*Exercise prompt*. Starting at the first of the entries and ending at the line that contains "[[0, 111, 460, 344]]", could you write those lines out again with "Can you spot" switched to "Do you see" and nothing else changed? Leave the pictures out of your answer.

*Extracted information*.
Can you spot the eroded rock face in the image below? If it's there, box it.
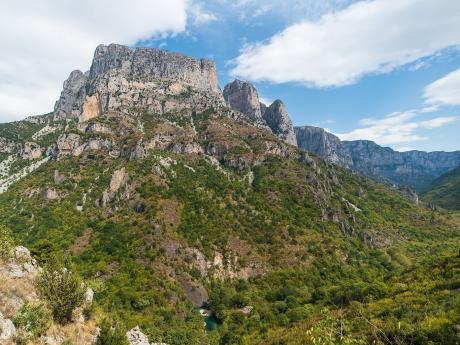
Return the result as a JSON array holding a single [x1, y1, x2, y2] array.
[[54, 70, 88, 119], [78, 93, 102, 122], [263, 100, 297, 146], [0, 313, 16, 343], [22, 141, 42, 160], [224, 79, 262, 121], [55, 44, 225, 122]]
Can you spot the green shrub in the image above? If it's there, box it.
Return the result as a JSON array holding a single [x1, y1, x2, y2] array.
[[13, 303, 51, 338], [96, 320, 128, 345], [0, 225, 14, 258], [37, 263, 85, 324]]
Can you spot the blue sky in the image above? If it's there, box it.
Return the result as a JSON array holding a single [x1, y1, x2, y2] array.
[[0, 0, 460, 151]]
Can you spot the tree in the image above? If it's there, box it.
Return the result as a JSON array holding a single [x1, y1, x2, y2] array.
[[37, 260, 85, 324]]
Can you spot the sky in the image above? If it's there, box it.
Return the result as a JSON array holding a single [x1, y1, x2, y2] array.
[[0, 0, 460, 151]]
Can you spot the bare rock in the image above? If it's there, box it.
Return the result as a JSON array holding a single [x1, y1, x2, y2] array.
[[224, 79, 262, 121], [78, 93, 102, 123], [54, 70, 88, 119], [0, 313, 16, 343], [263, 100, 297, 146], [22, 141, 42, 160], [109, 167, 129, 193]]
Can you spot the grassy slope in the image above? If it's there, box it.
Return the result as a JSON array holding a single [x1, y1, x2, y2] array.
[[0, 111, 460, 344]]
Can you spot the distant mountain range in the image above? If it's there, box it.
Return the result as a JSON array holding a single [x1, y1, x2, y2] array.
[[294, 126, 460, 192], [423, 166, 460, 210]]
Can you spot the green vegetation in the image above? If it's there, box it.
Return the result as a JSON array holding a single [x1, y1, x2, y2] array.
[[0, 224, 14, 259], [422, 166, 460, 210], [96, 320, 129, 345], [0, 110, 460, 345], [37, 263, 85, 324]]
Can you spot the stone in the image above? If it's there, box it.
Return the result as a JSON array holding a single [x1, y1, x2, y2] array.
[[56, 133, 80, 157], [22, 141, 42, 160], [109, 167, 129, 193], [54, 70, 88, 120], [0, 312, 16, 343], [223, 79, 262, 121], [126, 326, 150, 345], [78, 93, 102, 123], [263, 100, 297, 146]]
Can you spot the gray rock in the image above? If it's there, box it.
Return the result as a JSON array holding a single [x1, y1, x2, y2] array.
[[126, 326, 150, 345], [22, 141, 42, 160], [263, 100, 297, 146], [294, 126, 353, 168], [294, 126, 460, 191], [224, 79, 262, 121], [54, 70, 88, 119]]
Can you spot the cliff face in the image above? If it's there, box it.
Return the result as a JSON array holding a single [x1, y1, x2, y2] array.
[[295, 126, 460, 191], [223, 79, 297, 146], [294, 126, 353, 168], [54, 44, 224, 122], [263, 100, 297, 146], [224, 79, 262, 121], [343, 140, 460, 191]]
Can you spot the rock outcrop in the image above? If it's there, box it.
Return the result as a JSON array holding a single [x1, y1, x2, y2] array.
[[263, 100, 297, 146], [294, 126, 460, 191], [223, 79, 297, 146], [54, 44, 225, 122], [54, 70, 88, 119], [224, 79, 262, 121], [294, 126, 353, 168]]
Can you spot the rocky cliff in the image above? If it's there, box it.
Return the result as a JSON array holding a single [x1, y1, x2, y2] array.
[[294, 126, 353, 168], [54, 44, 225, 122], [295, 126, 460, 191], [223, 79, 297, 146]]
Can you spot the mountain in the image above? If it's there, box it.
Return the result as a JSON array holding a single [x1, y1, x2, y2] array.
[[295, 126, 460, 192], [422, 166, 460, 210], [0, 45, 460, 345]]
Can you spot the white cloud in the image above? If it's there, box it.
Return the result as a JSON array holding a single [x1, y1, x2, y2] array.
[[0, 0, 190, 122], [335, 110, 459, 145], [232, 0, 460, 87], [336, 110, 427, 145], [423, 69, 460, 106], [190, 3, 218, 25], [420, 116, 458, 129], [395, 146, 413, 152]]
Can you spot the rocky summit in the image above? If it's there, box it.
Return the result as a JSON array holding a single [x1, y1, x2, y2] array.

*Solution for this task*.
Do you see the eroded rock face in the image below? If it's there, box it.
Return the result as a JSON array holding a single [x1, y1, x2, y2] array.
[[54, 70, 88, 119], [78, 93, 102, 122], [263, 100, 297, 146], [0, 313, 16, 343], [22, 141, 42, 160], [224, 79, 262, 121], [55, 44, 225, 122]]
Do you see the green shrub in the image above? If it's there, box it.
Return the result as a JSON array holding a single [x1, y1, x2, y2] array.
[[13, 303, 51, 338], [96, 320, 128, 345], [0, 225, 14, 258], [37, 263, 85, 324]]
Do you see the blue sky in the image above? If it's there, box it.
Return the result as a JSON array holding a single [x1, y1, x2, y2] array.
[[0, 0, 460, 151]]
Do you see the tree in the image above? If it's there, box it.
Return the result as a JSON array holding a single [x1, y1, x2, y2] array.
[[37, 260, 85, 324]]
Do you see the sky in the image above? If it's there, box it.
Return the result as a JSON array holding a single [x1, y1, x2, y2] array.
[[0, 0, 460, 151]]
Do you see the bare rock in the image above? If it's there, box it.
Return the result as a JSON array holding a single [x1, y1, x2, y2] array.
[[224, 79, 262, 121], [78, 93, 102, 123], [54, 70, 88, 119], [0, 313, 16, 343], [263, 100, 297, 146], [22, 141, 42, 160], [109, 167, 129, 193]]
Do you see the grassy slope in the image above? If it's there, box it.
Return the result as a JSON array holding a single [x1, y1, x2, y2] array.
[[0, 111, 460, 344]]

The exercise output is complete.